**Actions to take:**
1/ Answer these questions from the passage:
(a) What did the writer finally realize about being with the partner?
(b) According to the passage, what do "shoulds" allow us to do?
(c) What do most couples who come to the writer say they want to learn?
2/ Write out the part of the passage that begins at the words "What We Want" and stops after the words "crave and need.", with no changes.

**Passage given:**
****************************************
For years, I was in a relationship with someone whom I thought “should” be different. I remained in that relationship, unhappy but relentlessly engaged with my “shoulds.” At some point, however, having struggled and suffered with reality long enough (with no budge on reality’s part) I decided to drop my stories about the way it “should” be. I was bone tired and weary from my unhappiness and his “wrongness,” and, perhaps more to the point, from my fight against that unhappiness and that “wrongness.” Instead, I started looking at who he actually was instead of obsessing about who I wanted him to be. I started feeling the way I actually felt in the relationship instead of trying to feel a better way. When I did, instead of anger and frustration over what was, I sensed a deeper truth, and with it a calm clarity. As heartbreaking as the truth was, it was without any of the confusion and frustration that had plagued me throughout the years of “shoulds.” It was unavoidable: I didn’t want to and couldn’t be with this partner any longer.
This was the truth that my “shoulds” had kept me from having to face. And indeed, “shoulds” allow us to live in a state of denial, to avoid the pain of the truth, and what we might need to do about that truth. We believe that accepting reality creates passivity and inaction but in fact, allowing reality, as it is, actually creates the ground for powerful action and inarguable change. 
What if we were to approach our life with the attitude that this IS our life: It’s not supposed to be another life. It might one day be different, but right now it’s this life.
The irony is that whether or not we “allow” reality to be as it is, reality is still the way it is. "Allowing" reality to be as it is is really just an idea cooked up in our heads. Reality doesn’t go away because we stop allowing it any more than it comes into being when we do allow it; our resistance has no effect on reality itself; it affects only our own well being. Reality always wins. We can make our lives a whole lot more peaceful by renouncing the delusion that fighting with the truth will make it any less true. 
Each time you hear yourself saying or thinking what “should” be happening, flip it around and ask the question, What is happening? Drop your fight with reality, your narrative about what “should” be, and you’ll discover that reality, unburdened by your opposition, is a lot different than you think. The surest way to find peace is not to win the war, but to stop the fighting.
Copyright 2015 Nancy Colier

What We Want Most From Relationships (But Rarely Get)

Most couples come to see me to learn better communication skills—or at least that’s what they say in the first session. What gets described as communication problems, however, are in fact usually listening problems.
The truth is, we’re not very good listeners; we don’t know (and are not taught) how to listen to each other, at least not in a manner that truly nourishes us on a deep and spiritual level, and makes us feel heard, understood, or loved. We know how to listen from the head, but not from the heart
And yet being deeply listened to is the experience that human beings most crave and need.
****************************************
**Given data:**
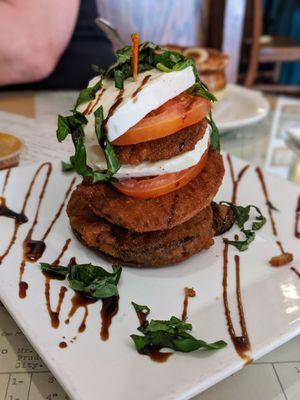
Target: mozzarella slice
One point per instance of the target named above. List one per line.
(158, 89)
(96, 161)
****************************************
**Answer set:**
1/
(a) The writer didn't want to and couldn't be with that partner any longer.
(b) They allow us to live in a state of denial, to avoid the pain of the truth, and to avoid what we might need to do about that truth.
(c) Better communication skills.

2/
What We Want Most From Relationships (But Rarely Get)

Most couples come to see me to learn better communication skills—or at least that’s what they say in the first session. What gets described as communication problems, however, are in fact usually listening problems.
The truth is, we’re not very good listeners; we don’t know (and are not taught) how to listen to each other, at least not in a manner that truly nourishes us on a deep and spiritual level, and makes us feel heard, understood, or loved. We know how to listen from the head, but not from the heart
And yet being deeply listened to is the experience that human beings most crave and need.